[Start of section]

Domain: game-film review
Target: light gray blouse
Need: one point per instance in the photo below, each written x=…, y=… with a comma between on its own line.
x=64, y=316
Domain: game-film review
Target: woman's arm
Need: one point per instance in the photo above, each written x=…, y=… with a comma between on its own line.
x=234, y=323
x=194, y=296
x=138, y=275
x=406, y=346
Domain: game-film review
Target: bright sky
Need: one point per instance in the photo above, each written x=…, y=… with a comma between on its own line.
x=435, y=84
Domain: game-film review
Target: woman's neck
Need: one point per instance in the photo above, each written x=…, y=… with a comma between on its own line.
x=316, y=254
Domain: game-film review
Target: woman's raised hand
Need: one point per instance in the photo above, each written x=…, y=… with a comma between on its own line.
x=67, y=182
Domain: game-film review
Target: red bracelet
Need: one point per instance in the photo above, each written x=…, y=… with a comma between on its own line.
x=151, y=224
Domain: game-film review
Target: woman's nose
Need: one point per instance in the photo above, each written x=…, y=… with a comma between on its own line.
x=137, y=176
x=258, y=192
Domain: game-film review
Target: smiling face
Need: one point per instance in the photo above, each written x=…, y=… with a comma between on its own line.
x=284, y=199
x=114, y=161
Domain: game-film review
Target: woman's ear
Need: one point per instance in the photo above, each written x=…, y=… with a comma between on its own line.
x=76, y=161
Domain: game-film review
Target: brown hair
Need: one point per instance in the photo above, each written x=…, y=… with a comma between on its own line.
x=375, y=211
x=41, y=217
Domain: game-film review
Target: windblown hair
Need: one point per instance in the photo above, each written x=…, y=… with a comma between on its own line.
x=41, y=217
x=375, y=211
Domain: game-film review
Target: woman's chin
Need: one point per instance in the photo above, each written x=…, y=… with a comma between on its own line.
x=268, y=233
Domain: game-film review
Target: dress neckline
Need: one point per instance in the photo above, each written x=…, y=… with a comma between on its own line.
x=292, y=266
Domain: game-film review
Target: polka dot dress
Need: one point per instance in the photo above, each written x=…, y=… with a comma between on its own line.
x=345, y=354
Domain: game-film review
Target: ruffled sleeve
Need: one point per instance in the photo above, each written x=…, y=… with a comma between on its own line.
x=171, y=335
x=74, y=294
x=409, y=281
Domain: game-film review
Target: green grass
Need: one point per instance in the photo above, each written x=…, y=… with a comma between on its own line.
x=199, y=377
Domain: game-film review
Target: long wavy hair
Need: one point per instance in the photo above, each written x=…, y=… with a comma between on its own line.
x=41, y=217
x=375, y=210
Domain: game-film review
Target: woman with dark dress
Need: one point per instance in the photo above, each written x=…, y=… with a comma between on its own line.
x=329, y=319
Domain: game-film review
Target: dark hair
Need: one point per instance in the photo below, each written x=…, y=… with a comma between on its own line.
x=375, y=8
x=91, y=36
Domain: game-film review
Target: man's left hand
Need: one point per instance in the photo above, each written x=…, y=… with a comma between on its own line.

[End of section]

**Problem**:
The answer must be the full listing, returned exactly as given.

**Answer for this exercise**:
Domain: game-film review
Target: light gray blouse
Need: one point per instance in the photo below, each written x=…, y=… with a comma between on its own line.
x=64, y=316
Domain: game-film review
Target: woman's arm
Need: one point per instance in the photo above, each written x=…, y=… with a comma between on its own line.
x=234, y=323
x=194, y=296
x=138, y=275
x=406, y=346
Domain: game-film review
Target: bright sky
Need: one point per instance in the photo above, each written x=…, y=… with a comma between on its own line.
x=435, y=84
Domain: game-film review
Target: woman's neck
Need: one point per instance in the photo above, each written x=…, y=… with a comma between on its own line.
x=316, y=254
Domain: game-film review
Target: woman's raised hand
Need: one point per instance in the photo above, each written x=…, y=… with a comma between on its own line.
x=67, y=182
Domain: game-film review
Target: red bracelet
Need: one point per instance in the photo above, each written x=…, y=… with a comma between on its own line.
x=151, y=224
Domain: game-film review
Target: woman's nose
Need: one point per instance in the photo above, each written x=…, y=… with a comma between on its own line.
x=137, y=176
x=258, y=192
Domain: game-film review
Target: smiling face
Need: one point per instance in the photo above, each written x=…, y=… with a comma between on its own line.
x=284, y=199
x=114, y=161
Domain: game-film review
Target: woman's ear
Need: one point per instance in the photo above, each written x=…, y=… with a comma between on its own line.
x=76, y=161
Domain: game-film review
Target: brown hair
Need: one point per instance in the photo above, each written x=…, y=… with a comma between on its own line.
x=375, y=211
x=41, y=217
Domain: game-film review
Target: windblown hair
Need: one point per instance in the photo above, each written x=…, y=… with a comma between on its own line.
x=41, y=217
x=375, y=211
Domain: game-film review
Target: woman's chin
Need: one point per instance in the photo above, each written x=…, y=… with a comma between on its own line.
x=268, y=233
Domain: game-film review
Target: dress neckline
Need: one point per instance in the photo above, each written x=…, y=… with a comma between on its own line.
x=292, y=266
Domain: game-film review
Target: polka dot dress
Need: one point per instance in the photo above, each written x=…, y=… with a comma between on its own line.
x=345, y=354
Domain: game-film review
Target: ruffled sleeve
Need: one point per instance in the photo above, each written x=…, y=… with a comma between on its own line.
x=171, y=335
x=74, y=294
x=409, y=281
Domain: game-film review
Target: green grass
Need: one point per instance in the photo above, each written x=…, y=… with a comma between on its own line.
x=199, y=377
Domain: game-film review
Target: long wavy hair
Need: one point per instance in the photo above, each written x=…, y=… with a comma between on its own line.
x=41, y=217
x=375, y=210
Domain: game-film review
Target: woman with dark dress
Need: one point per instance in the photo above, each written x=…, y=… with a comma between on its own line.
x=329, y=319
Domain: game-film review
Target: dark hair
Need: one point per instance in the photo below, each written x=…, y=… with a comma between on its own line.
x=375, y=8
x=91, y=36
Domain: game-film review
Target: man's left hand
Need: one point per instance in the photo above, each written x=…, y=… with a comma between on its own line.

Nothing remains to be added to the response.